- Dataset extract:
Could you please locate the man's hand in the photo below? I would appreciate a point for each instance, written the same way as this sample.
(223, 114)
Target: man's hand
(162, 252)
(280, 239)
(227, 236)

- Exercise requirements: Copy all the rows above, requests included, and multiply every coordinate in the answer points by 0.85, rounding each result to a whole number with halves rounded up. Leave the numbers in the requests and their format samples unchanged.

- Reply to the task:
Could you please locate the man's hand in the photo below? I would appreciate a point for each instance, written the same way as this sample.
(223, 114)
Target: man's hand
(138, 214)
(238, 203)
(193, 201)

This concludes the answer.